— Begin Dataset rows —

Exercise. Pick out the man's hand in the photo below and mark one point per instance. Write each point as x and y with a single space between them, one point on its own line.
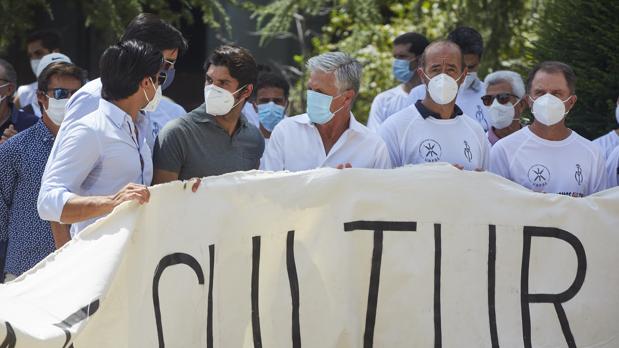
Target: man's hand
343 166
131 192
9 132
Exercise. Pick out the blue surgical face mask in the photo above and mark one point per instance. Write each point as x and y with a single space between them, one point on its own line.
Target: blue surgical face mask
270 114
319 107
169 78
401 70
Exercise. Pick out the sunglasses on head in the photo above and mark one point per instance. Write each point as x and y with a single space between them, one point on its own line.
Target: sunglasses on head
502 98
161 77
62 93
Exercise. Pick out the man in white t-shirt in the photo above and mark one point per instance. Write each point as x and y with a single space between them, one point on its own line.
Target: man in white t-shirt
406 51
505 102
472 89
547 156
609 141
328 135
435 129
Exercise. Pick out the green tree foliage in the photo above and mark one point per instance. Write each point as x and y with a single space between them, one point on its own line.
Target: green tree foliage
585 35
17 17
108 17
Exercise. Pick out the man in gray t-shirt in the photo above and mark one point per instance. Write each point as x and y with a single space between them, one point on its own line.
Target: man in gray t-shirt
215 138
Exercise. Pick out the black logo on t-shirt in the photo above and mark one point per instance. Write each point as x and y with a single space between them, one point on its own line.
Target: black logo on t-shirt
578 174
430 150
467 151
539 175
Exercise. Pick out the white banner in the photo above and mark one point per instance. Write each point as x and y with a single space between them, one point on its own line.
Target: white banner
424 256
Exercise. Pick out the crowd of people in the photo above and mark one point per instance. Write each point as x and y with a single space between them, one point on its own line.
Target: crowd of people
72 149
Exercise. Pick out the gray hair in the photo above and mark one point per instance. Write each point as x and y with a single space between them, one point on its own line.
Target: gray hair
513 78
9 71
346 68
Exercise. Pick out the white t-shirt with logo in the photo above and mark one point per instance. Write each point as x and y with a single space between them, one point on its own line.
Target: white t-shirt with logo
607 142
386 104
411 139
468 99
612 168
572 167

— End Dataset rows —

Exercise task: Edit the listing above, from the line containing "Exercise. Pick out the white t-shirt" down to the end of the listing, replacing "logo" with "graphic" and changing nothing else. Give only those lines.

Correct response:
Exercise. Pick out the white t-shirt with graphic in the photo above and mark one point per instance. Write each point as x and y with a single space between them, one point on its own line.
Target: white t-shirt with graphic
607 142
386 104
411 139
468 99
612 168
572 167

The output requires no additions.